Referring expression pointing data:
|---|

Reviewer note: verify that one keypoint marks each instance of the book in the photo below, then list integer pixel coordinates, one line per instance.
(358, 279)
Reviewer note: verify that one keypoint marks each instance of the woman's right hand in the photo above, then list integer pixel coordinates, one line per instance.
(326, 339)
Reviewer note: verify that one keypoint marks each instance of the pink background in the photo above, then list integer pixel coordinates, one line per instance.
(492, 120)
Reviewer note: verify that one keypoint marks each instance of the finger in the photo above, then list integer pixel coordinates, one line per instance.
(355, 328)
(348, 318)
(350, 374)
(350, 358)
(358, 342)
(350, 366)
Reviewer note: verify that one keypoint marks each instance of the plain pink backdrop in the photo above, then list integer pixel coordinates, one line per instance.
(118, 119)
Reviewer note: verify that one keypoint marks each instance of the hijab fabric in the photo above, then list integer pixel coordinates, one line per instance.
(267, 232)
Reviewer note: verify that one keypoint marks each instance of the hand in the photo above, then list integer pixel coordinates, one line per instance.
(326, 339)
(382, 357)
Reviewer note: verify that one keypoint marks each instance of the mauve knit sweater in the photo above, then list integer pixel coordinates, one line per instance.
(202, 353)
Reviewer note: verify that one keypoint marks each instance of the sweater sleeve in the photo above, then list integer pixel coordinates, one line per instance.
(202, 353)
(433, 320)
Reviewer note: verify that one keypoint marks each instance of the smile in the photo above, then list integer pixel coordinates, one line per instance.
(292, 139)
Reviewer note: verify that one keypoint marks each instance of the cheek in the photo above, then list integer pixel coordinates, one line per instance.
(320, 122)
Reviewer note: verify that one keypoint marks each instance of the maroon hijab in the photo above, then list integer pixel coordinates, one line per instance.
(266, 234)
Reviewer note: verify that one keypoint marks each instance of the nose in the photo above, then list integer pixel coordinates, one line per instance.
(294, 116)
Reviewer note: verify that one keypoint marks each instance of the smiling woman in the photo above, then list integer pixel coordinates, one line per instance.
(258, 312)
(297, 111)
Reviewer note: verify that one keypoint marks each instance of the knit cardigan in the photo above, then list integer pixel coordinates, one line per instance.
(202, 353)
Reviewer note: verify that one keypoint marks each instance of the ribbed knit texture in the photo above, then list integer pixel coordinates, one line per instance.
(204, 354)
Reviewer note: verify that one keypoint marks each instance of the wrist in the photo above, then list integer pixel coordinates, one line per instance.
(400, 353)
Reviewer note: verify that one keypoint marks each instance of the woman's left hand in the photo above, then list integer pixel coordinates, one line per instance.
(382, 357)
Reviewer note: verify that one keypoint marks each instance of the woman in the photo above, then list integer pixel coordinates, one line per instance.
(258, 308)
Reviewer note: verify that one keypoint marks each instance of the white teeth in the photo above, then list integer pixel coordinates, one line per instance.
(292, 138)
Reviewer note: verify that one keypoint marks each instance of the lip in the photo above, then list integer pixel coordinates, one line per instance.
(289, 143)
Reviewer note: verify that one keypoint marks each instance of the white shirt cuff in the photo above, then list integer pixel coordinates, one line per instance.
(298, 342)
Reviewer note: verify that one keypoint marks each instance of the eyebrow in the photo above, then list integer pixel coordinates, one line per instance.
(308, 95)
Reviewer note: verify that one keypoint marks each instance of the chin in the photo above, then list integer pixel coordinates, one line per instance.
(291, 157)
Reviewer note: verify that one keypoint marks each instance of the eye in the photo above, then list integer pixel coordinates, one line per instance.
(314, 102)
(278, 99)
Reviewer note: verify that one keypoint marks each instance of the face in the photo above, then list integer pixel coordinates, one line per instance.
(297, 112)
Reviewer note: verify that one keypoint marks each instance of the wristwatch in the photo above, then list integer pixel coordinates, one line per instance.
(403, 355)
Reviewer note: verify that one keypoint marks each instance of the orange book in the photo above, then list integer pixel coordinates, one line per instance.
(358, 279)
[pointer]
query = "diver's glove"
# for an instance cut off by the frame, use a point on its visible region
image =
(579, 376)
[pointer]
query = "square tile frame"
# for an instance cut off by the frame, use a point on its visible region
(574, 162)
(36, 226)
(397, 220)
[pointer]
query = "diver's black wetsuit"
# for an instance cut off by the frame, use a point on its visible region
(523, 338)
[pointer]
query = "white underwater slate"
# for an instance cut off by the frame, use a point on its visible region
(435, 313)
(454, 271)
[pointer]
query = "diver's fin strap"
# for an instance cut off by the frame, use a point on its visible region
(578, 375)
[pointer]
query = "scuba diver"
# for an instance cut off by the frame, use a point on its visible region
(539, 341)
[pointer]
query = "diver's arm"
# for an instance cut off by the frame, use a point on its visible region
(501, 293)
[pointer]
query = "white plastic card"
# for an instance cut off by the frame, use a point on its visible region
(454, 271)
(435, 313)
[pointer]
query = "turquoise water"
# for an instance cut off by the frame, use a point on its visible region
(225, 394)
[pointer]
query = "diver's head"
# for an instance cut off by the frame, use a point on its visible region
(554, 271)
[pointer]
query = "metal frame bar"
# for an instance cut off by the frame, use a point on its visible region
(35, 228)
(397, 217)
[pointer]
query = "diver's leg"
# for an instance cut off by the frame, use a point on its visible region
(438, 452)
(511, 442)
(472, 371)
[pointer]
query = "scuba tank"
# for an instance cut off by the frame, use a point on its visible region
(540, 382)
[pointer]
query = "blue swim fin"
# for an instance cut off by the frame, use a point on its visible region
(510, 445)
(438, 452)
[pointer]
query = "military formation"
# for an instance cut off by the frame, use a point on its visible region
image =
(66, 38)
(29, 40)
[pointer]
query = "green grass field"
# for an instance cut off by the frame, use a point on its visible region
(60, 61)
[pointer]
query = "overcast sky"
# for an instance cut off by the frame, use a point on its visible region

|---|

Please give back all of the data exactly as it appears.

Reviewer note: verify that one keypoint marks each instance of the book in the photo below, then list integer pixel coordinates, one line per instance.
(358, 279)
Reviewer note: verify that one keypoint marks each instance of the woman's right hand in the photo above, then list integer pixel coordinates, one line per instance.
(326, 339)
Reviewer note: verify that one keypoint marks each instance of the pink background in the photo above, then list integer pixel coordinates, one line per instance.
(492, 120)
Reviewer note: verify that one keypoint marks each instance of the finger in the photo above, then list integer pixel coordinates, one line per instance.
(355, 328)
(348, 318)
(350, 374)
(350, 358)
(358, 342)
(350, 366)
Reviewer note: verify that one keypoint marks each instance of the plain pink backdrop in the photo above, then list integer pixel coordinates, one line per instance.
(118, 119)
Reviewer note: verify that one keypoint marks each instance of the hijab fabric in the photo above, then list integer pixel coordinates, one line per instance.
(267, 232)
Reviewer note: verify that one keypoint marks each instance of the hand in the photo above, then list integer pixel coordinates, one line per instance.
(326, 339)
(382, 357)
Reviewer note: verify that one keypoint marks each instance of the mauve knit sweater in the photo above, then list integer pixel coordinates, one line per instance.
(202, 353)
Reviewer note: verify that one keypoint marks each instance of the sweater sleeve in the photo above, then list integer pixel coordinates, one line per instance.
(202, 353)
(433, 320)
Reviewer note: verify that one keypoint marks each instance of the smile in the photo above, then list integer pixel coordinates, one line per instance.
(292, 139)
Reviewer note: verify that one keypoint marks each instance of the cheek in the photo above, then list integer pixel coordinates, one line per instance.
(320, 122)
Reviewer note: verify that one keypoint marks each instance of the maroon hijab in the photo above, then list integer pixel coordinates, one line per instance.
(266, 234)
Reviewer note: verify that one keypoint marks each instance of the nose in the photo above, then list integer pixel coordinates, one line per instance.
(294, 116)
Reviewer note: verify that one keypoint marks each instance of the smiling woman in the photo above, then list integer pixel coordinates, one line per instance.
(258, 312)
(297, 111)
Reviewer note: verify that one keypoint marks each instance of the knit cardigan in the photo above, then list integer pixel coordinates, one line per instance.
(202, 353)
Reviewer note: verify that one keypoint marks each instance of the ribbed knit texture in the photo above, then list integer pixel coordinates, one line per instance.
(204, 354)
Reviewer note: verify that one keypoint marks each instance of the wrist in the photo above, then list integer pixel coordinates, one line per instance.
(400, 353)
Reviewer note: verify that one keypoint marks each instance of the woman's left hand in the photo above, then list integer pixel coordinates, one line per instance.
(382, 357)
Reviewer note: verify that one keypoint marks each instance of the woman in the photo above, then list integer pixel coordinates, one line per instance.
(258, 308)
Reviewer note: verify that one keypoint marks each instance of the white teeth in the photo above, then list integer pixel coordinates, one line per instance.
(292, 138)
Reviewer note: verify that one keypoint marks each instance of the lip in the photo above, then list integer pixel coordinates, one line per instance.
(289, 143)
Reviewer note: verify that one keypoint marks each instance of the white shirt cuff in the photo above, then list integer pixel coordinates, one line per instance.
(298, 342)
Reviewer note: verify that one keypoint marks each instance of the eyebrow in the photo above, then list integer pixel coordinates, one line per instance.
(308, 95)
Reviewer note: verify that one keypoint marks each instance of the chin in the photo above, then list integer pixel coordinates, one line per instance.
(291, 157)
Reviewer note: verify that one keypoint marks each instance of the eye in the photo above, then list integer pixel coordinates, one line per instance.
(314, 102)
(278, 99)
Reviewer note: verify that one keypoint marks each instance of the face in the photo above, then list integer pixel coordinates, one line per instance.
(297, 112)
Reviewer note: verify that one keypoint marks each instance of the wristwatch in the photo above, then list integer pixel coordinates, one line per instance.
(403, 355)
Reviewer note: verify that one keypoint marks each instance of the orange book in the photo above, then list integer pixel coordinates, one line per instance.
(358, 279)
[pointer]
query = "diver's glove"
# for an instance cut off by the frame, use a point on its visible region
image =
(579, 376)
[pointer]
query = "square tile frame"
# for an instance cut off by the frame, use a point on its visible region
(574, 162)
(36, 226)
(397, 220)
[pointer]
query = "diver's black wetsuit"
# for an instance cut off by the frame, use a point on its visible region
(523, 338)
[pointer]
query = "white underwater slate"
# for an instance cut off by the frame, use a point on its visible region
(435, 313)
(454, 271)
[pointer]
query = "diver's fin strap"
# for an instance cut off by the frame, use a point on its visible region
(578, 375)
[pointer]
query = "scuba diver"
# for an instance cut off by the frame, use a point on its visible region
(539, 341)
[pointer]
query = "diver's arm"
# for an instance cut off by the frame, use a point on its visible region
(501, 293)
[pointer]
query = "white plastic card"
# for an instance cut off by the frame, use a point on its visible region
(454, 271)
(435, 313)
[pointer]
query = "turquoise water"
# for an instance cut off by the frame, use a point on its visible region
(225, 394)
[pointer]
query = "diver's head"
# for an instance cut off by the frame, use a point on its visible region
(554, 271)
[pointer]
query = "metal frame bar"
# for an instance cut off by the frame, use a point on its visible region
(35, 228)
(397, 217)
[pointer]
query = "diver's leg"
# for an instance cut off by the frame, use a point on its visible region
(438, 452)
(511, 442)
(472, 371)
[pointer]
query = "scuba tank"
# for an instance cut off by the frame, use a point on its visible region
(540, 382)
[pointer]
query = "blue swim fin"
# for an instance cut off by the frame, use a point on its visible region
(510, 445)
(438, 452)
[pointer]
query = "military formation"
# for an instance cut off by the frame, use a point on its visible region
image =
(66, 38)
(29, 40)
[pointer]
query = "green grass field"
# for an instance cut off by the frame, use a point on its visible region
(60, 61)
[pointer]
query = "overcast sky"
# for an instance cut off by the frame, use a point on its visible region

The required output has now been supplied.